[Text excerpt Boundary: Start]

2nd Annual Caring for Cullman Concert draws huge crowd

Andrew Cryer

Photo: Good Samaritan Health Clinic Executive Director Jolanda Hutson, right, accepts a $6,000 donation from Merchants Bank of Alabama.

CULLMAN – The second annual Caring for Cullman Concert, benefiting the Good Samaritan Health Clinic, was held on Monday evening at Cullman High School, presented by the Triumphant Quartet and Cullman High's own Paige Harbison, who is an entertainer at Dollywood.

Matt Smith, pastor of East Side Baptist Church, was the guest emcee for the evening.

“Regardless of your musical preferences, this will prove to be an enjoyable evening,” said Jolanda Hutson, executive director of the Good Samaritan Health Clinic, as she kicked off the evening thanking those in attendance for coming to the event. “All of the benefits will go to a very worthy cause: to meet the healthcare needs of the uninsured in Cullman County.”

Harbison, entertainer for the Dollywood Entertainment Company and graduate of Cullman High School, was the first act of the evening along with her assistant Duke Lakehorn. They performed what Harbison calls “Broadway throughout the ages” with acts ranging from a song from “Gorgeous,” written in 1929, to a song from “Phantom of the Opera” which was written in 1986.

[Text excerpt Boundary: End]

**Required work:** In the concert article, who was the guest emcee for the evening?

[Data Boundary: Start]

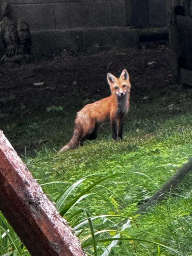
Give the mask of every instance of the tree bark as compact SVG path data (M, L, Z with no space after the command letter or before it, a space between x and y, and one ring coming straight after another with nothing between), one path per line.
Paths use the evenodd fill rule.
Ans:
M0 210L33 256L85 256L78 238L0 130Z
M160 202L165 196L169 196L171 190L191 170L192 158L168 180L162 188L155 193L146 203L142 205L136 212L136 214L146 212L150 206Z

[Data Boundary: End]
[Data Boundary: Start]

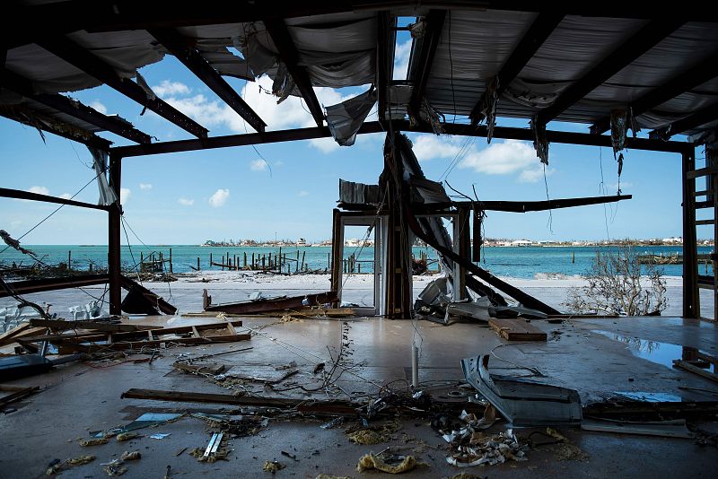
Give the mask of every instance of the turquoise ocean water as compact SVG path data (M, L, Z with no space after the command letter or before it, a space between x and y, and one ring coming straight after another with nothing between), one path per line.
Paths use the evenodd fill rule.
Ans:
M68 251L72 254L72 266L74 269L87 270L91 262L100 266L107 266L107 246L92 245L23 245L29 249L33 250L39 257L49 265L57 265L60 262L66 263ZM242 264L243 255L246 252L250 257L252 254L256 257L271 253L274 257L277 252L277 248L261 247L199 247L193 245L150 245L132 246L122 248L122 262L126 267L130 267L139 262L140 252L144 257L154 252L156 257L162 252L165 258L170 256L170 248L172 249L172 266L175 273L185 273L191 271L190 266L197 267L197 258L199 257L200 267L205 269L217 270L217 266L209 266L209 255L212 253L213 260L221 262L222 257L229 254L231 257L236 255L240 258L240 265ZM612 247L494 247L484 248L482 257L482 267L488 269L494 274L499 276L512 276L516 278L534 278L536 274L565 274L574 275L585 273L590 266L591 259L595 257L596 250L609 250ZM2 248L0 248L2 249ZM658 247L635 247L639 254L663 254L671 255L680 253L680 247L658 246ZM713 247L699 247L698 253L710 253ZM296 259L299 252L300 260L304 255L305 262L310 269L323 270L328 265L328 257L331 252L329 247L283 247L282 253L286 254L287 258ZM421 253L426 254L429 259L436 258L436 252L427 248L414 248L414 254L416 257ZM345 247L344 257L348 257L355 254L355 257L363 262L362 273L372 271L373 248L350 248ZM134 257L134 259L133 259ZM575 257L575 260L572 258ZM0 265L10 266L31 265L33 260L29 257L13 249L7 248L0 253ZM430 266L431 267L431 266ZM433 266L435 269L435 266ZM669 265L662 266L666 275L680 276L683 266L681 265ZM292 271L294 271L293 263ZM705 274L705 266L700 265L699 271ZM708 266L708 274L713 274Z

[Data Boundary: End]

**Your response:** Matt Smith, pastor of East Side Baptist Church.